:: Items ::

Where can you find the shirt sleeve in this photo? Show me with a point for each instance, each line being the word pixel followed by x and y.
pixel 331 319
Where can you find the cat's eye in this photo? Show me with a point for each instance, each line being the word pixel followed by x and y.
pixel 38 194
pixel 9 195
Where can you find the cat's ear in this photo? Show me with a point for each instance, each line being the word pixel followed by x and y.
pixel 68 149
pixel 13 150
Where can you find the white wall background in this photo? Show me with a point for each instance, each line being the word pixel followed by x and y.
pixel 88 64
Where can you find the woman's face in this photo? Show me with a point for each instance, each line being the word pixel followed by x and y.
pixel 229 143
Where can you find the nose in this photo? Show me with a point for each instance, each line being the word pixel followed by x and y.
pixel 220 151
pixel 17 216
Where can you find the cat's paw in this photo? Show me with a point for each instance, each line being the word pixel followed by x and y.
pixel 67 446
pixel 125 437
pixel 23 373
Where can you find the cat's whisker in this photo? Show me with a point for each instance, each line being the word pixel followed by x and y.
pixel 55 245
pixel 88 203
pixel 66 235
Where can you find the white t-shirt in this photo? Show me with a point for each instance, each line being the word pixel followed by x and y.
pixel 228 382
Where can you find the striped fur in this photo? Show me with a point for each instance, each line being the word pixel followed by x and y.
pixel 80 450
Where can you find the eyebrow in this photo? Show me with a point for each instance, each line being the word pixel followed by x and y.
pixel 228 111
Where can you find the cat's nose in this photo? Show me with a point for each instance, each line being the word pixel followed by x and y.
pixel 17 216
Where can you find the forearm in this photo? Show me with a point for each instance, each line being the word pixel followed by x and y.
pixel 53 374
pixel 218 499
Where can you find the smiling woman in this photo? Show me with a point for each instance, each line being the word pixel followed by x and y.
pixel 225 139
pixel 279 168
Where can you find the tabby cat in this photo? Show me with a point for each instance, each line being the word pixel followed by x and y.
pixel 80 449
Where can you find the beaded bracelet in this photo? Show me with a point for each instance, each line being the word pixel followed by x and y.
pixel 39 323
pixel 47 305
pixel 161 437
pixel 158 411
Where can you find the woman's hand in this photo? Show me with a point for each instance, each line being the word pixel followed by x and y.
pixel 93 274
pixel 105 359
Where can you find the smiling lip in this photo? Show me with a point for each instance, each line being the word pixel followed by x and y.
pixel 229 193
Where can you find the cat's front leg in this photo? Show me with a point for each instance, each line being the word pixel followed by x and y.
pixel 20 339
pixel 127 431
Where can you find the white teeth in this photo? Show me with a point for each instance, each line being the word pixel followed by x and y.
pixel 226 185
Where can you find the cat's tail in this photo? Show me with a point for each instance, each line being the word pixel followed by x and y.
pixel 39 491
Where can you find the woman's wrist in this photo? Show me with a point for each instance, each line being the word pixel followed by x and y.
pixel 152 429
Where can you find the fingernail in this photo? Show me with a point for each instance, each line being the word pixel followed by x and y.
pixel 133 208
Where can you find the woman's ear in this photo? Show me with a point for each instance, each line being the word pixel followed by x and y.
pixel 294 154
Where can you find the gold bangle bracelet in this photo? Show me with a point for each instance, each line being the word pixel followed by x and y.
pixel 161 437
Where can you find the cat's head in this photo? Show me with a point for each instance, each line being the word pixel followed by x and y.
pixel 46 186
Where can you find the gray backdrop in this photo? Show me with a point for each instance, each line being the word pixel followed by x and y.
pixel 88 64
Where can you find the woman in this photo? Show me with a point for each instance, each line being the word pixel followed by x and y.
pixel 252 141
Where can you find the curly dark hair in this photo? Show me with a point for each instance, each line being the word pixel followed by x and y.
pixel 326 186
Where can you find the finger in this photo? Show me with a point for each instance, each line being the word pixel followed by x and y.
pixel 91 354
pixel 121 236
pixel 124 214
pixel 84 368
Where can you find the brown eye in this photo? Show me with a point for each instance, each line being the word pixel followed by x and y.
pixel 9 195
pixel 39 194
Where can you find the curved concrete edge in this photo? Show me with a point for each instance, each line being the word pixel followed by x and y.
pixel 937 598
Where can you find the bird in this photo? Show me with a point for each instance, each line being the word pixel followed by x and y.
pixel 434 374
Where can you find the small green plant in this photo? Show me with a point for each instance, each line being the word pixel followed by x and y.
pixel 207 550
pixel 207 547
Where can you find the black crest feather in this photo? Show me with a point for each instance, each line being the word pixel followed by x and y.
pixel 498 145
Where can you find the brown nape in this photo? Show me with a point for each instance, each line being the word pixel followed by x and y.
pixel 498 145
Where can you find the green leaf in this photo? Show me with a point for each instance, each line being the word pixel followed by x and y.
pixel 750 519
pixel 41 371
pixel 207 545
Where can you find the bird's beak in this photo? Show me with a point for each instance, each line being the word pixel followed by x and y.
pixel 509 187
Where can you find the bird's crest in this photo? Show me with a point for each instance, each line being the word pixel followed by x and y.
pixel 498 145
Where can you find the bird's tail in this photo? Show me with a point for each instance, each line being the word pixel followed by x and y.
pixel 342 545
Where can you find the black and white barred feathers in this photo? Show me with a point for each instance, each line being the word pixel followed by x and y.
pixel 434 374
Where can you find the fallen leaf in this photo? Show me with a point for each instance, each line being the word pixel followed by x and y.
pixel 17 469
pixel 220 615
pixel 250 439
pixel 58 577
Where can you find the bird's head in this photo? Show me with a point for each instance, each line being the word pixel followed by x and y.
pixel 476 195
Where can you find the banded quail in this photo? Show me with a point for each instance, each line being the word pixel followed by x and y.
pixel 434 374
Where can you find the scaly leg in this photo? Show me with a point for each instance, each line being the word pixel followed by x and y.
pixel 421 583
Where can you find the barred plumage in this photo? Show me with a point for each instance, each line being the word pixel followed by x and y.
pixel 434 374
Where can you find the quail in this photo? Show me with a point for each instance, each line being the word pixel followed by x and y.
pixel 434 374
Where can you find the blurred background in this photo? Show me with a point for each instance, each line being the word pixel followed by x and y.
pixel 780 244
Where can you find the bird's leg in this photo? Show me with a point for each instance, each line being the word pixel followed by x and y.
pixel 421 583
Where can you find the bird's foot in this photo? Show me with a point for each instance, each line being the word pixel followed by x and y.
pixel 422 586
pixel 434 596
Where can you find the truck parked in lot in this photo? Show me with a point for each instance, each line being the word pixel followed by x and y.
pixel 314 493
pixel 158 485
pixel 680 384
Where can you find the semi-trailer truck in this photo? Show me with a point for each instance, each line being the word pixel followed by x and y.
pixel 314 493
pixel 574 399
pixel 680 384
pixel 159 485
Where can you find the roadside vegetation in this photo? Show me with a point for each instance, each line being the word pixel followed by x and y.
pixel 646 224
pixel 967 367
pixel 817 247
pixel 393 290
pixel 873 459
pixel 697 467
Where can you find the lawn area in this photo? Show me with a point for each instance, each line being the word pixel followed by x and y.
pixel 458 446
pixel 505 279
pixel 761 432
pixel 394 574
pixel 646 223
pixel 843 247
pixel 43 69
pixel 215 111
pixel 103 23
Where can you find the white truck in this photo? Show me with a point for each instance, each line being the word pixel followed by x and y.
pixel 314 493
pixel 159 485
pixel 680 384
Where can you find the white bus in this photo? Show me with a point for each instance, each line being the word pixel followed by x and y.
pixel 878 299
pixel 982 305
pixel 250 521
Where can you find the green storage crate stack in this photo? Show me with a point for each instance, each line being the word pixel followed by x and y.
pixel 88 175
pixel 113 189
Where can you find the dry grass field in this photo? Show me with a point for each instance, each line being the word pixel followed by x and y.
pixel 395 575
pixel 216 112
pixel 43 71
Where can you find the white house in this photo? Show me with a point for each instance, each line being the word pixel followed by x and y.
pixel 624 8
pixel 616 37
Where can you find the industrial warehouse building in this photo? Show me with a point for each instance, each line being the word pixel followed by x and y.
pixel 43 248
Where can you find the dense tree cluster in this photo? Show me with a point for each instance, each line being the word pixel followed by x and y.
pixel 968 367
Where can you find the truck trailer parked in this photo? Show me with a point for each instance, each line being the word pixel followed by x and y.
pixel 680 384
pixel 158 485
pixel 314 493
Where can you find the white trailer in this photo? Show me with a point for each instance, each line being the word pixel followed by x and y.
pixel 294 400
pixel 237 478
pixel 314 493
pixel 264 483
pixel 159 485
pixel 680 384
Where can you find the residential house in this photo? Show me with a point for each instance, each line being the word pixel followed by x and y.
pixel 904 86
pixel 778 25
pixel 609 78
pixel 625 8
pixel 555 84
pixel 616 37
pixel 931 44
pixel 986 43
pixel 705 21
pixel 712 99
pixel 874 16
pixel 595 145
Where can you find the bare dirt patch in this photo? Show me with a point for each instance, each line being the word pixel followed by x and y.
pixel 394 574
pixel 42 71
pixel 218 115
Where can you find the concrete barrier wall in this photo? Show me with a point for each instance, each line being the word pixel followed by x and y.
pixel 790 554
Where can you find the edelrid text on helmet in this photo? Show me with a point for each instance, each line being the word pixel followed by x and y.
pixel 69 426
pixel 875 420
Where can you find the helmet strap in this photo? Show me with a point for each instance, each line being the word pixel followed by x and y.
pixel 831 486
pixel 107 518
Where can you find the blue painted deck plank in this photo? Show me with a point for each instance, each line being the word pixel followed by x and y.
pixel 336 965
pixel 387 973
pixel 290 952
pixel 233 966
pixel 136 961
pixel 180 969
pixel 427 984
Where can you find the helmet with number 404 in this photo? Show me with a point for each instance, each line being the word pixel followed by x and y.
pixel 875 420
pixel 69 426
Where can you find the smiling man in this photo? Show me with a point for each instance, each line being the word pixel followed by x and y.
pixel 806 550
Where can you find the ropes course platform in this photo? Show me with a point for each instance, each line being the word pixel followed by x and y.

:: To be done ::
Rewrite every line from the one containing "Where can you find the woman in" down through the one containing "pixel 39 194", changing "curly dark hair" to "wavy black hair" and leaving everything else in those lines unchanged.

:: Answer in full ::
Where can you find the woman in this photo? Show me with a point for each instance, each line being the word pixel followed by x and y.
pixel 252 141
Where can you find the wavy black hair in this photo? Show me with a point for each instance, each line being the word pixel followed by x and y.
pixel 326 186
Where can you find the finger in this photo? Show me with a point for each instance, each line being the word pixel followed by x and y.
pixel 91 354
pixel 121 236
pixel 124 214
pixel 84 368
Where can you find the brown eye in this photo? Show me with a point for each instance, each line being the word pixel followed by x and y.
pixel 9 195
pixel 39 194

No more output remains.